SET TASKS
A. Reproduce word for word the part of the article that opens with the words containing "It’s Okay to" and closes with "you been there?".
B. Put this sentence from the article into Spanish: "Even the heroes of our faith, the men and women who walked with God for decades, have come to the same place you may have found yourself in."

TEXT SECTION
********************
Article

It’s Okay to Freak Out

Louie Giglio
11.10.2020
5 min read

Maybe you’ve been there. Maybe it was while you were waiting for your morning coffee to brew. Maybe it was as you were trying to work while the kids wouldn’t stop screaming. Maybe it was at the end of the night as you fought to fall asleep. Maybe you’ve had a moment like this where, all of a sudden, you realized you were more scared than you’d told anyone, more anxious about what could come next than you’d realized, or closer to panicking than you had ever been before. And maybe in that moment, you felt the pang of shame, as if someone was whispering in your ear, “How can you be so uncertain? Don’t you trust God?”

 

Have you been there? 

 

Here’s the truth, we all have. 

 

Even the heroes of our faith, the men and women who walked with God for decades, have come to the same place you may have found yourself in.

 

Hear my cry, O God;

    listen to my prayer.

From the ends of the earth I call to you,

    I call as my heart grows faint;

    lead me to the rock that is higher than I.

For you have been my refuge,

    a strong tower against the foe.
********************
(Records from a point labeling set)
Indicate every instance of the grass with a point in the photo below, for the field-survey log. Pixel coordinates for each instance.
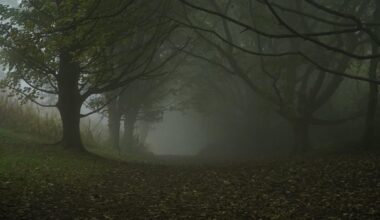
(45, 182)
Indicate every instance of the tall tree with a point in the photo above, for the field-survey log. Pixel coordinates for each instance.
(67, 48)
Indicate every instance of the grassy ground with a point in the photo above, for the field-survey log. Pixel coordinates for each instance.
(42, 182)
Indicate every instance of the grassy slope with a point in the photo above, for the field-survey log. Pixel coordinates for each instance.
(41, 182)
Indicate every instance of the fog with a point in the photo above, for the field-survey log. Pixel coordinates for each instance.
(189, 109)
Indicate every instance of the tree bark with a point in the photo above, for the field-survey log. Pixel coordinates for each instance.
(114, 117)
(301, 136)
(370, 123)
(129, 127)
(69, 101)
(369, 132)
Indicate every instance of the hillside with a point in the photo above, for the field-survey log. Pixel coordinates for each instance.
(45, 182)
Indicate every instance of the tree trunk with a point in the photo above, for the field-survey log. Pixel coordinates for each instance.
(301, 136)
(114, 117)
(369, 132)
(69, 101)
(129, 127)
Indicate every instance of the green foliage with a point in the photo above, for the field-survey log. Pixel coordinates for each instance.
(28, 119)
(37, 181)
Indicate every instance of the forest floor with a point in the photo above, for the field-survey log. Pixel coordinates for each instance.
(40, 182)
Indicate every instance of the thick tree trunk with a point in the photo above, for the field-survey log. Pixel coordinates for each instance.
(70, 117)
(129, 127)
(369, 133)
(301, 136)
(69, 102)
(114, 117)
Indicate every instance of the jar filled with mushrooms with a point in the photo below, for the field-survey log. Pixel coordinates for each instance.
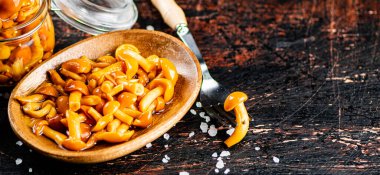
********************
SOLVED PROBLEMS
A.
It’s Okay to Freak Out

Louie Giglio
11.10.2020
5 min read

Maybe you’ve been there. Maybe it was while you were waiting for your morning coffee to brew. Maybe it was as you were trying to work while the kids wouldn’t stop screaming. Maybe it was at the end of the night as you fought to fall asleep. Maybe you’ve had a moment like this where, all of a sudden, you realized you were more scared than you’d told anyone, more anxious about what could come next than you’d realized, or closer to panicking than you had ever been before. And maybe in that moment, you felt the pang of shame, as if someone was whispering in your ear, “How can you be so uncertain? Don’t you trust God?”

 

Have you been there?

B. Incluso los héroes de nuestra fe, los hombres y las mujeres que caminaron con Dios durante décadas, han llegado al mismo lugar en el que quizás te has encontrado tú.